En effet, la structure d’affaires traditionnelle est essentiellement basée sur le rendement et les bénéfices. Il n’en va pas de même pour une coopérative qui, elle, vise à répondre aux besoins de ses membres dans l’intérêt collectif, et non pas à générer des excédents. D’ailleurs, des études du ministère de l’Innovation ont plusieurs fois démontré que le taux de survie d’une coopérative est deux fois plus élevé que celui d’une entreprise traditionnelle.

Reprendre le pouvoir

Dès les débuts de la pandémie, on a beaucoup entendu parler d’autonomie. Les pénuries et les difficultés d’approvisionnement pour certains produits ont constitué un réveil brutal pour la population et les différents paliers de gouvernement. Or, le modèle coopératif répond bien à cette préoccupation. « Si on veut éviter de revivre ce qu’on a connu dans les derniers mois, on devrait se mobiliser et se responsabiliser afin de répondre à nos propres besoins au lieu de compter sur les autres. En adoptant cette vision, on fait en sorte d’assurer la sécurité des citoyens et des communautés », remarque M. Caron.

Il faudra toutefois un petit coup de pouce de l’écosystème pour inciter les Québécois à monter dans le train coopératif. « Mais nous avons de la chance, car ici, les différents gouvernements qui se sont succédé ont toujours soutenu le développement du modèle coopératif », indique M. Caron.

------------------------------------------------------------

## Consignes
**A)** D'après le texte sur les coopératives, qu'ont démontré à plusieurs reprises les études du ministère de l'Innovation ?
**B)** Poursuivez le texte sur les coopératives à partir de sa dernière phrase.
Les lignes ci-dessous sont sans lien avec le texte sur les coopératives.

## Extrait de données
------------------------------------------------------------

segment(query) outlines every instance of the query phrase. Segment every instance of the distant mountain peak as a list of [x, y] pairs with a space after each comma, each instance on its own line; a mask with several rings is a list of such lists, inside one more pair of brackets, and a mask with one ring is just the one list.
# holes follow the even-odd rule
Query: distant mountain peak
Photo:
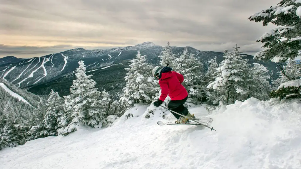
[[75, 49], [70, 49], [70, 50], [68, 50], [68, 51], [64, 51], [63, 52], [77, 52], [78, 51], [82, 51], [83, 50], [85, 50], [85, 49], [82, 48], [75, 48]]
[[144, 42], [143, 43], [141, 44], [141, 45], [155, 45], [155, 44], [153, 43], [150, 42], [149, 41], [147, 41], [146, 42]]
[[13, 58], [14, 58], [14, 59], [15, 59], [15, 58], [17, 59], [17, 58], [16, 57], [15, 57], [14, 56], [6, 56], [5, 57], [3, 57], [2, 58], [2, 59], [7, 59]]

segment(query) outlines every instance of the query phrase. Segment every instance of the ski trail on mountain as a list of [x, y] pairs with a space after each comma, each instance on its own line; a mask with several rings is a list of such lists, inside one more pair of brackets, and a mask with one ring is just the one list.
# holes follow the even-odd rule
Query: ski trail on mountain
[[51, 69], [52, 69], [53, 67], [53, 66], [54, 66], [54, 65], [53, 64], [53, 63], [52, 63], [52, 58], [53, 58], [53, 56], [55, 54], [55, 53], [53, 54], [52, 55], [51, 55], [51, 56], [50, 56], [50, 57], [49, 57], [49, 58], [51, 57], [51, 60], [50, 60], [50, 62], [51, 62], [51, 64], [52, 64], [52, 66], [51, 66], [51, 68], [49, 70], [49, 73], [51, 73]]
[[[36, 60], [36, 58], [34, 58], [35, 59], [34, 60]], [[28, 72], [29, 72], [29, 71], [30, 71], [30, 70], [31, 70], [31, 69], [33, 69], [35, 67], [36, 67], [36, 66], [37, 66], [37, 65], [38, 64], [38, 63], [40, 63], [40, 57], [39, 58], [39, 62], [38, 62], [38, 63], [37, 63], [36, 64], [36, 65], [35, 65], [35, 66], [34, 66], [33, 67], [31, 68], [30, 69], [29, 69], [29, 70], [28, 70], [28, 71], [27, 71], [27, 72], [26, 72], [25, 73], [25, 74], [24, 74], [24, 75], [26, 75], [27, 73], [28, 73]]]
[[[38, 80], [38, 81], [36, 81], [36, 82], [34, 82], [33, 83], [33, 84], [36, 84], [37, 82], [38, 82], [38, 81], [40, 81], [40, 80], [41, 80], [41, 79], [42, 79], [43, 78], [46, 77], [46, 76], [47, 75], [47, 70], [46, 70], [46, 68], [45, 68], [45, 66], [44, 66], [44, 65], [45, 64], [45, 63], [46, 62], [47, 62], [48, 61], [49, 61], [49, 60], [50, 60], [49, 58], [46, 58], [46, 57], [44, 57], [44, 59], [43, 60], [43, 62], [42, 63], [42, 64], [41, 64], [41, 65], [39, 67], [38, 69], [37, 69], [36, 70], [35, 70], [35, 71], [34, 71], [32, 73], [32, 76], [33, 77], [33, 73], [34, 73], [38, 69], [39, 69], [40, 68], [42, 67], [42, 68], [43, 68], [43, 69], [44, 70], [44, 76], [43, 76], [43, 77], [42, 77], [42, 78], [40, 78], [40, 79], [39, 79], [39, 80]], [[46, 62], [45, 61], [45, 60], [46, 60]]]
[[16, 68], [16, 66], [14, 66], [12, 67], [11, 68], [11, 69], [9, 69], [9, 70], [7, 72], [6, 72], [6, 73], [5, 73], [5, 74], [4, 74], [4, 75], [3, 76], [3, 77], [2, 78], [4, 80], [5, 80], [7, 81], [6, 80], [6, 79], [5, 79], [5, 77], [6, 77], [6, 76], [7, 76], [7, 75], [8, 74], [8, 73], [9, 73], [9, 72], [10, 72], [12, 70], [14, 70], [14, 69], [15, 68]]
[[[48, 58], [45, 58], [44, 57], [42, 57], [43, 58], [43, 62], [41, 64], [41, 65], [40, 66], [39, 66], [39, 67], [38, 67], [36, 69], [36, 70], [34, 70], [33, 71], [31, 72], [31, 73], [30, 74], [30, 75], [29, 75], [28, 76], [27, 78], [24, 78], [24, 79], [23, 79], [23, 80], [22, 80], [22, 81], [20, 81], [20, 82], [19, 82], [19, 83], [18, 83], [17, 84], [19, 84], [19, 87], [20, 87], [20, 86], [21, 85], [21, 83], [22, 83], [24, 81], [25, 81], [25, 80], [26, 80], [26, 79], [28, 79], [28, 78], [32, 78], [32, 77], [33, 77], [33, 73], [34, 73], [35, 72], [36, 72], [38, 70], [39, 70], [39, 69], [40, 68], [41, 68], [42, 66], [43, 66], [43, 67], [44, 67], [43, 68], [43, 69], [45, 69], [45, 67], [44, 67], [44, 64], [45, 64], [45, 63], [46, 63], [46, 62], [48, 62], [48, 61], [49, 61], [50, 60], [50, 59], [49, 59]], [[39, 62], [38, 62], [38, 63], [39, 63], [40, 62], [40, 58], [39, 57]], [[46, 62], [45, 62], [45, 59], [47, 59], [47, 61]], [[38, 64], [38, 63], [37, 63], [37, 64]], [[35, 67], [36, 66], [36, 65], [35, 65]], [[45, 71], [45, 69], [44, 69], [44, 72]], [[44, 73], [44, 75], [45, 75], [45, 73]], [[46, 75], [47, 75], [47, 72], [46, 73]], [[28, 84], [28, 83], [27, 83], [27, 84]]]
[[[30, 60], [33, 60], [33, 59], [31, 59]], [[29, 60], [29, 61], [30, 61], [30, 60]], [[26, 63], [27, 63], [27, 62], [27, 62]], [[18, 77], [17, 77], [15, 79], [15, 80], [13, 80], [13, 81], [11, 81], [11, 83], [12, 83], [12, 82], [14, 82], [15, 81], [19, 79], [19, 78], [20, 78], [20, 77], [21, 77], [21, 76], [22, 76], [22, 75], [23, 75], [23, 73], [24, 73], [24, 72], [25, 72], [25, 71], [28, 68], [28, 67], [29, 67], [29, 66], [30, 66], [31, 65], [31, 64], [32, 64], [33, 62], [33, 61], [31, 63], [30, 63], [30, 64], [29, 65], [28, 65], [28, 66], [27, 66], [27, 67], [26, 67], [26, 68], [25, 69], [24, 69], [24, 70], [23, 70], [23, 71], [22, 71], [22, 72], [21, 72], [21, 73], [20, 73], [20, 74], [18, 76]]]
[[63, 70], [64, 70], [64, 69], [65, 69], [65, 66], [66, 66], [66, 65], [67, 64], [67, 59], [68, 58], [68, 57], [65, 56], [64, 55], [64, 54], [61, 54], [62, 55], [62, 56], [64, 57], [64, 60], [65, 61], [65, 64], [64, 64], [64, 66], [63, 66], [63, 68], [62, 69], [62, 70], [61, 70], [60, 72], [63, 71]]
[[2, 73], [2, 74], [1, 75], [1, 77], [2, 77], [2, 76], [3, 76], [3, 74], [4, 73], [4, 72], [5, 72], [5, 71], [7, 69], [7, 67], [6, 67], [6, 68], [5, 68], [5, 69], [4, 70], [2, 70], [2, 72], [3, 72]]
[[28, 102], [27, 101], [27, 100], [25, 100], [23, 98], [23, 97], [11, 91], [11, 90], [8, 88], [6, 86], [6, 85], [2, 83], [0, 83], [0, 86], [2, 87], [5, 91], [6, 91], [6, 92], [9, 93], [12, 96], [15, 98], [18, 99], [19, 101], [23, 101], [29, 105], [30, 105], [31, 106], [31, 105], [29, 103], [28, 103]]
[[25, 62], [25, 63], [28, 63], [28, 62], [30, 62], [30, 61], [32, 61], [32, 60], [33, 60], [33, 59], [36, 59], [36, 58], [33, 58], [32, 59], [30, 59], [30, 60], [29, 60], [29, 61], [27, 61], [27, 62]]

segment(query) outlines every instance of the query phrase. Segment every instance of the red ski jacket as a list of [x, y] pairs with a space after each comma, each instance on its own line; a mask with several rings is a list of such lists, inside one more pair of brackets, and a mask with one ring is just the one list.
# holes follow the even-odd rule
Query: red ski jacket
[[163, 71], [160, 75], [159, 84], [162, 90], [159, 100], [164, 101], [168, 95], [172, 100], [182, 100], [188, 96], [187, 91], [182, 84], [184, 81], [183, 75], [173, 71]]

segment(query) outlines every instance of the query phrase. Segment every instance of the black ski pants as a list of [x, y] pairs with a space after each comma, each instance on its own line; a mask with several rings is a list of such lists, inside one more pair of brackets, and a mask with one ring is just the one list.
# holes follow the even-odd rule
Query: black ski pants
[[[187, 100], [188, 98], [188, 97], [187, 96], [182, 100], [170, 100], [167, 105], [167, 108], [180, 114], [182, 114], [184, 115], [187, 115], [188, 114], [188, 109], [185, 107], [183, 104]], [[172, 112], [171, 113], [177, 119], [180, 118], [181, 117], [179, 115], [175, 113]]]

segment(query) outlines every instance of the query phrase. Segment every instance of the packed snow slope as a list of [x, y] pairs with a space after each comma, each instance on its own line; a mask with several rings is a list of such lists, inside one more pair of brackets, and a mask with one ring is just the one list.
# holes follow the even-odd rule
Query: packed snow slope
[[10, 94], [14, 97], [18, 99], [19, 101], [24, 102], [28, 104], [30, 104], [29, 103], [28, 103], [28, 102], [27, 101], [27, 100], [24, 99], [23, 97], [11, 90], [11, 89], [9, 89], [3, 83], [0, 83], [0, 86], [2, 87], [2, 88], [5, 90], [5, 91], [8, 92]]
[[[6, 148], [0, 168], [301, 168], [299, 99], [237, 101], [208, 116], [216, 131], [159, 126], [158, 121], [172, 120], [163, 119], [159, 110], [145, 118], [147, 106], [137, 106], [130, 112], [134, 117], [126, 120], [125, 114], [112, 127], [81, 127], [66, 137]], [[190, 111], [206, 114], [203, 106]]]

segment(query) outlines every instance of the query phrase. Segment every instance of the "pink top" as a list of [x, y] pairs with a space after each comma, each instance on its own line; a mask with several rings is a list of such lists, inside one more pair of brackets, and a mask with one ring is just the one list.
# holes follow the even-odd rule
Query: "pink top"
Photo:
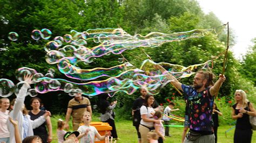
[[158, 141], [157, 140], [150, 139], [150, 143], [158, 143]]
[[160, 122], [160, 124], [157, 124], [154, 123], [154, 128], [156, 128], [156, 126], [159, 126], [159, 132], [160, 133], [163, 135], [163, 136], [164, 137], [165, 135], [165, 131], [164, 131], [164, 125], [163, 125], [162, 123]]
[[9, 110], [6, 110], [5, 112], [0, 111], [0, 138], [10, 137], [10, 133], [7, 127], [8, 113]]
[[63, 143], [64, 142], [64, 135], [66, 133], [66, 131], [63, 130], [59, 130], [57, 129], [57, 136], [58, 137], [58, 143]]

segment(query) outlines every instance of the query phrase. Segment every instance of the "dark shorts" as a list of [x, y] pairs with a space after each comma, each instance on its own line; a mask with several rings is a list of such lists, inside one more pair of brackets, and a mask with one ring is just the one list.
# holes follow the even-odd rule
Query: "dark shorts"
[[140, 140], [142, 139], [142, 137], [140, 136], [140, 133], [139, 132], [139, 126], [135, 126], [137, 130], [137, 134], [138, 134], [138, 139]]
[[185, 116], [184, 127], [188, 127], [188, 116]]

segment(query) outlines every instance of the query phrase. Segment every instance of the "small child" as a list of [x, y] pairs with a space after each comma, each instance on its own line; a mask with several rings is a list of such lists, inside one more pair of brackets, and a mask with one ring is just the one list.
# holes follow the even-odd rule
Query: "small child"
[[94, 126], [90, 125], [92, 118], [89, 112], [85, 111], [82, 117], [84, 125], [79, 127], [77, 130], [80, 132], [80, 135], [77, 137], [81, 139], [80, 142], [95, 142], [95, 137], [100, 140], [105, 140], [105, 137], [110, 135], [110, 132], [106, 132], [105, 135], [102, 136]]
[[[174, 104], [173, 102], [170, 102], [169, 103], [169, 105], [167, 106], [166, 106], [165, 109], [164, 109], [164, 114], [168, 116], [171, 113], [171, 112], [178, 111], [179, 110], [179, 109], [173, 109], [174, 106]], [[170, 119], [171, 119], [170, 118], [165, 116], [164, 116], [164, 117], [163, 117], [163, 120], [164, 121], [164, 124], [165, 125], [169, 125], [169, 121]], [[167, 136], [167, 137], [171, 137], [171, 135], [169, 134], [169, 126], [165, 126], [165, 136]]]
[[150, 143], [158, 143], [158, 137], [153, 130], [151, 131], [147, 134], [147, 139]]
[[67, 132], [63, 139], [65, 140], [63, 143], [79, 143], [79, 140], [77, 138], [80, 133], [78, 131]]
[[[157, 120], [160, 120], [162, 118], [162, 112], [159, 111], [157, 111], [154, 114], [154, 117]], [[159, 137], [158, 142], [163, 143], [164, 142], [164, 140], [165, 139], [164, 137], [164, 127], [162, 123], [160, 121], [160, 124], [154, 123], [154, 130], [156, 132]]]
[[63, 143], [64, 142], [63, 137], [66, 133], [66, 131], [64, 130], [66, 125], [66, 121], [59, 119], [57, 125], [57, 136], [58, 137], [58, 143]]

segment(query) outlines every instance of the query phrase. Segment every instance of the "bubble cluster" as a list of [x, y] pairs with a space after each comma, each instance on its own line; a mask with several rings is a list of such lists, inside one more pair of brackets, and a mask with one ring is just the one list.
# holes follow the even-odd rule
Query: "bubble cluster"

------------------------------------------------------------

## Réponses
**A)** Le taux de survie d'une coopérative est deux fois plus élevé que celui d'une entreprise traditionnelle.

**B)**
Au moment d’écrire ces lignes, en septembre dernier, la ministre déléguée au Développement économique régional, Marie-Eve Proulx, venait d’ailleurs de confirmer que 4 M$ allaient être versés au Conseil québécois de la coopération et de la mutualité pour l’année 2020-2021, dans le cadre de l’Entente de partenariat pour le développement des coopératives. Le but? Accélérer le démarrage de nouvelles coopératives et soutenir la croissance des coopératives existantes. La ministre Proulx a aussi profité de l’occasion pour rappeler que le mouvement coopératif avait joué un rôle crucial pendant la pandémie, en offrant des services à la population en santé, en services à domicile et en alimentation, notamment. « Les coopératives permettent de répondre aux besoins des communautés. Elles contribuent à stimuler l’économie de toutes les régions, elles génèrent des emplois de qualité et elles représentent une option intéressante pour reprendre des entreprises », a-t-elle déclaré.

Tirer des leçons constructives

Des paroles qui ne sont pas pour déplaire à M. Caron, qui soutient que le gouvernement doit favoriser un changement de culture et inciter les communautés à « s’occuper de leurs affaires ». « On compte beaucoup sur l’État providence, mais il faudrait être conscient qu’il y a des choses que l’on pourrait faire nous-mêmes. De plus, en tant que consommateurs, nous sommes confinés à un rôle passif, alors qu’au sein d’une coopérative, chaque membre a le droit de vote et a son mot à dire. On ne peut pas simplement se contenter de consommer, on doit devenir des acteurs, être partie prenante », souligne M. Caron.

Certes, cela demande un effort, celui de s’impliquer, de prendre la parole et de se responsabiliser. « C’est ce qu’offre le modèle coopératif, le seul qui, concrètement et légalement, nous donne réellement ce pouvoir. On peut aussi compter sur la loi sur les coopératives, riche de plusieurs décennies d’expérience », avance M. Caron.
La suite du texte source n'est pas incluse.